## start DATA

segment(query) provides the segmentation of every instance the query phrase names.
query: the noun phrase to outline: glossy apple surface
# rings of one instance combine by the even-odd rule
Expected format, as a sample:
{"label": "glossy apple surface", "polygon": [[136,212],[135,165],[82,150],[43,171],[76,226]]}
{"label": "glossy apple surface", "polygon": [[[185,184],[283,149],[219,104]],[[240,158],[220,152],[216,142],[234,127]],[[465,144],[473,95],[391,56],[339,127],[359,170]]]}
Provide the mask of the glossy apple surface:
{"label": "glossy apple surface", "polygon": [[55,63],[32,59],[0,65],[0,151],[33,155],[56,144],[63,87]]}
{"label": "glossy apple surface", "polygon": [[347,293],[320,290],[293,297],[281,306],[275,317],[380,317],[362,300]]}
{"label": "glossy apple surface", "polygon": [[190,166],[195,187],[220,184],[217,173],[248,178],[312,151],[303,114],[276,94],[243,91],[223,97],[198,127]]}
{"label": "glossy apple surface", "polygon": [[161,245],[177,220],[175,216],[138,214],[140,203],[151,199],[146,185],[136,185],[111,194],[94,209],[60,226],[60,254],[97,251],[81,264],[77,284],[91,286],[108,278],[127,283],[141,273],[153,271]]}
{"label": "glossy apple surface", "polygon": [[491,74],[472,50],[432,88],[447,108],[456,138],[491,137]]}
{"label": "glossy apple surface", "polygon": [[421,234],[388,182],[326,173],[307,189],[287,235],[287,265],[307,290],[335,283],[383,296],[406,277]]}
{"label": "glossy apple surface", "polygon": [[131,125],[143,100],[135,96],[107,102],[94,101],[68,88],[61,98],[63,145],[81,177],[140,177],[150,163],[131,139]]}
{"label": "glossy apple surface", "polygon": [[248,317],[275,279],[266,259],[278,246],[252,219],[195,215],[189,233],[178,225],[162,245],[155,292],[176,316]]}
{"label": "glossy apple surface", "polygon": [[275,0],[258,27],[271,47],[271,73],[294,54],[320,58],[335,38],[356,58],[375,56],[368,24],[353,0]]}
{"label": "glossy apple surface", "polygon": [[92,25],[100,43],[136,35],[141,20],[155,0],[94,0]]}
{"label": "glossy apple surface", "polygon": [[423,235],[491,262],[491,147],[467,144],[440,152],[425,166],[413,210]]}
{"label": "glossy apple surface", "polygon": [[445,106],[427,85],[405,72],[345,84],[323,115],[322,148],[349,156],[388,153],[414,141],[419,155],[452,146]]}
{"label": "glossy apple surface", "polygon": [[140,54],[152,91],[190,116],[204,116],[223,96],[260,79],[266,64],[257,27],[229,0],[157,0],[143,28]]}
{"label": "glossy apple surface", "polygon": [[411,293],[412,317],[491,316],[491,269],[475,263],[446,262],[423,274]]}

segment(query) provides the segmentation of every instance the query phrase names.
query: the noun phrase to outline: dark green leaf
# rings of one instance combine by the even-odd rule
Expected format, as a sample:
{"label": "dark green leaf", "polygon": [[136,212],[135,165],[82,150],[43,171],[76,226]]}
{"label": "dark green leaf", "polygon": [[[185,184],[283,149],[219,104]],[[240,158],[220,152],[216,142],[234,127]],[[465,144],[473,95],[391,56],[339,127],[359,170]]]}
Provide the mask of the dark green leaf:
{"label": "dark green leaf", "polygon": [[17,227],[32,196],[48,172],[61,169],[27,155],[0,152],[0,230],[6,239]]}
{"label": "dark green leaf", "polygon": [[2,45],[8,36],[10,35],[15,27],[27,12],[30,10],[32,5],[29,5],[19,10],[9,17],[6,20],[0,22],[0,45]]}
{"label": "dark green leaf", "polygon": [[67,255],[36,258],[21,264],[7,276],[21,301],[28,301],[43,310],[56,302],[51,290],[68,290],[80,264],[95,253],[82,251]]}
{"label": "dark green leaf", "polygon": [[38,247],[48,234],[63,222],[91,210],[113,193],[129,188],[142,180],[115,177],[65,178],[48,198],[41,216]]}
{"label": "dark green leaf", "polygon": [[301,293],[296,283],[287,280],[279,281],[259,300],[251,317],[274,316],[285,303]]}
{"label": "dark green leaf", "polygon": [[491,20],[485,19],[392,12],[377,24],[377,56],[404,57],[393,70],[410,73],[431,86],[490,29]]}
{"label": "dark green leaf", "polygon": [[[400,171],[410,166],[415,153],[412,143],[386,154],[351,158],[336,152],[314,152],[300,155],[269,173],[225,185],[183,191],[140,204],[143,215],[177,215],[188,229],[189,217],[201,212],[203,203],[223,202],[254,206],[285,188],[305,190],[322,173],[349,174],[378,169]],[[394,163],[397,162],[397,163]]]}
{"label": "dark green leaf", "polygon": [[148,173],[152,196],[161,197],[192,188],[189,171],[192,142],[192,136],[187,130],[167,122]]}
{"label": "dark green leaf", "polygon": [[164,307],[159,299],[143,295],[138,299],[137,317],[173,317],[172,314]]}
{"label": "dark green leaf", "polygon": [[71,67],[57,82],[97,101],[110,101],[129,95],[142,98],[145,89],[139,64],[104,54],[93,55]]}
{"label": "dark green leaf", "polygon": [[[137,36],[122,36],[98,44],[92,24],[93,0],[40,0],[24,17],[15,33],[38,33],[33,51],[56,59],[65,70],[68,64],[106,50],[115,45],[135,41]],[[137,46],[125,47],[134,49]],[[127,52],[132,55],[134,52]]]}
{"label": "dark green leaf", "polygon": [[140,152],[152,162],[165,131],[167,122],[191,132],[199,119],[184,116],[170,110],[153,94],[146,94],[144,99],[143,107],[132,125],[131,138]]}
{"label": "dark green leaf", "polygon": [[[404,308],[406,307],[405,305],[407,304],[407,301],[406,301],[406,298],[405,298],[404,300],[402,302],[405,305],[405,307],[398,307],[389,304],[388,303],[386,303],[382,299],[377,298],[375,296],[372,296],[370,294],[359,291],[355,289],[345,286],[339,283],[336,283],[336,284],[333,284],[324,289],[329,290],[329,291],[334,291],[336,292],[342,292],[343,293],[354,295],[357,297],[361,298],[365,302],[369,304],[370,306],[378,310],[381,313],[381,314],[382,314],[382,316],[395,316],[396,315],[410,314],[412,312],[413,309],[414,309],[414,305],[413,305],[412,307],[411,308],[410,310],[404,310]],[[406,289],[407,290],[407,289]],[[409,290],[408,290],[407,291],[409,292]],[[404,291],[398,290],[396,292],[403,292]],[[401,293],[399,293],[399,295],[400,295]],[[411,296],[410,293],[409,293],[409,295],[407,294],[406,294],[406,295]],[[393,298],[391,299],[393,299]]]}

## end DATA

— STATED PROBLEM —
Collect every line of the listing that contains the string "mask", and reproduce each of those lines in full.

— SOLUTION TO THIS TASK —
Provide the mask of the glossy apple surface:
Provide the mask of the dark green leaf:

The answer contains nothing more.